I typically use my writing to process my life lessons. But I have put off writing about this particular lesson for a long time, as even after years it’s still raw.

I guess that tells me something about how badly I need to begin processing this, so that I can begin the journey of putting it to bed.

Narcissistic abuse hurts its victims. It hurts our ego, our confidence, and even our sense of self.

When my overt narcissist boss finally fired me after dangling me on a string for 18 months, I had kind of forgotten who I was.

This can happen when we spend every waking moment trying to be who we think our abuser wants us to be, in the misguided belief that this will win us their favor.

My first red flag

It was 2014 and I had just graduated from University as a mature student with a non-vocational degree. That’s to say that while I now had a Bachelor’s in something cool, that something didn’t directly translate into a job. A point that a previous boss at my part-time student job had enjoyed teasing me about.

That guy told me, with glee in his eyes, that I would “work for him forever” — at least that wasn’t the case!

Suffice to say that I was grateful for my graduate job, and that was a big part of my motivation for ignoring the red flags.

The very first warning sign I ignored came up only a week into my role, when my role itself was in question. In short, the idea was that he needed to rewrite the role he had hired me for in order that I would pay my way in the business.

That’s right folks — it was apparently the case that he had hired a social media manager that he couldn’t afford, and so I needed to start doing direct selling in order to justify my wage cost.

I was never really sure if he was bad at business, or trying to keep me insecure. But since his business thrived in my short time there and beyond, I’d have to believe the latter.

Being on the phone all day is not my jam. But desperate to not be back in the job hunting pool, I spent my time bending myself into whatever shape he claimed to want from month to month. It never stayed the same for very long.

New opportunities (for him)

With the growth of the business and the expansion of our small team, came more opportunities for him to gain narcissistic supply from me. We went through strange cycles of him investing in my training and development and trusting me with more responsibility, then changing my role again and taking work projects away from me.

* **Data**:
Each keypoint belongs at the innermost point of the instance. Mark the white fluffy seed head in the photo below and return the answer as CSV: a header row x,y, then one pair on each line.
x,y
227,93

* **Tasks to carry out**:
A – In the essay about the narcissistic boss, how long did the boss keep the writer dangling before firing them?
B – Write the next part of the essay about the narcissistic boss, picking up after its final paragraph.
The material is separate from the essay about the narcissistic boss.

* **Answers for the exercise**:
A – 18 months.

B –
After almost 18 months of shape-shifting into whatever role he thought of next, I had lost my ability to grin and bear it any longer. It took my partner to point out that I was in an abusive situation, probably because I was so frazzled from the constant games that I couldn’t tell anymore.

With the growth of the team came the hiring of a difficult friend of mine who I had taken great care to slowly reduce contact with and keep at arm’s length. He knew this as we had talked about her at length a week or two earlier.

He really did like to know everybody’s personal business.

The big announcement

So the boss took the whole team out to lunch to announce his great idea to hire this person — and I couldn’t miss the fact that he was watching my face for a reaction as he spoke.

At this point I began to understand that he wanted to push me out of the company. But he didn’t want to be seen as the bad guy, so he was perhaps giving me reason to leave in hiring this person. There certainly wasn’t a role to fill — he just created one for her.

I assume he was ready to push me out because he knew that I wasn’t under his spell anymore. I was tiring of the games and didn’t have much more energy to jump every time he barked a command.

Yet, I was too stubborn to leave. I’ve never been good at knowing when to walk away. And honestly, I was scared to go back out into the job market.

Towards the end, one of the worst things he did was to make me self-conscious about how I looked in our team meetings. He pulled me aside and asked me if I had a problem with him. The reason he was asking, so he said, was that I was avoiding eye contact with him in meetings. Apparently I was making him feel uncomfortable.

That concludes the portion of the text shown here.